Only that was not the crisis we had...

I really wish that we had been peppering him with questions about the rating agencies and mortgage-backed CDOs and about whether firms that claimed to be following the originate-and-distribute model really were distributing. I know that I said often in 2005 and 2006 that subprime and the housing bubble were not a big threat to cause a financial crisis and a deep recession because "the banks are not holding onto these loans but are instead selling them off--it's not as though leveraged financial institutions are holding these things; a real-estate crash would probably have small macroeconomic effects just as the dot-com crash did." It would have been nice if somebody inside the Fed had back then been doing the legwork to establish that I was wrong...

If I thought the Federal Reserve were working reasonably well then the appropriate response is not an expanded regular GAO audit but instead an expanded Humphrey-Hawkins process: to throw more resources both from Congress and from the Federal Reserve into a greatly expanded "risks and contingency plans" section of the Federal Reserve's Humphrey-Hawkins documents

But my problem is that I do not think that the Federal Reserve is working reasonably well. I do not think that the dominant views of monetary policy in the FOMC right now are informed by American values and a reality-based assessment of the state of the economy. That a good many of the people speaking and voting in the FOMC are the wrong people to do so did not matter (much) when the Federal Reserve was dominated by the incredibly charismatic (yes, I mean that) philosopher-central banker-princes of William McChesney Martin, Arthur Burns, Paul Volcker, and Alan Greenspan, but it matters now.

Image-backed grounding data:
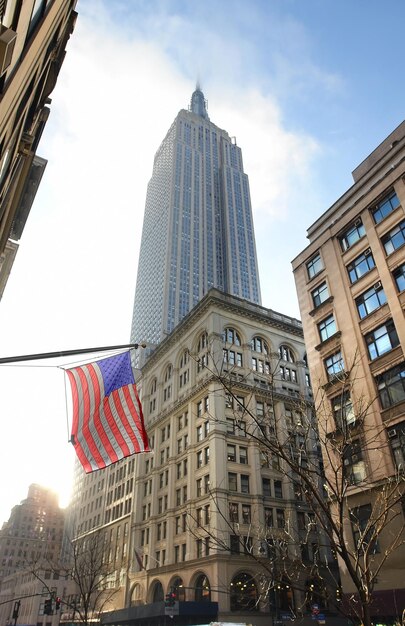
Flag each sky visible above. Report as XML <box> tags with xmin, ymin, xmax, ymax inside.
<box><xmin>0</xmin><ymin>0</ymin><xmax>405</xmax><ymax>525</ymax></box>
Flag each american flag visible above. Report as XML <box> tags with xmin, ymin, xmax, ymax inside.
<box><xmin>66</xmin><ymin>351</ymin><xmax>150</xmax><ymax>473</ymax></box>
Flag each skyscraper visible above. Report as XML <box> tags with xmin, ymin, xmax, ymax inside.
<box><xmin>293</xmin><ymin>121</ymin><xmax>405</xmax><ymax>623</ymax></box>
<box><xmin>131</xmin><ymin>85</ymin><xmax>261</xmax><ymax>344</ymax></box>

*Exercise instructions*: In the text about the Federal Reserve, which four figures are named as the charismatic philosopher-central banker-princes who once dominated the Fed?

*Result of this exercise*: William McChesney Martin, Arthur Burns, Paul Volcker, and Alan Greenspan.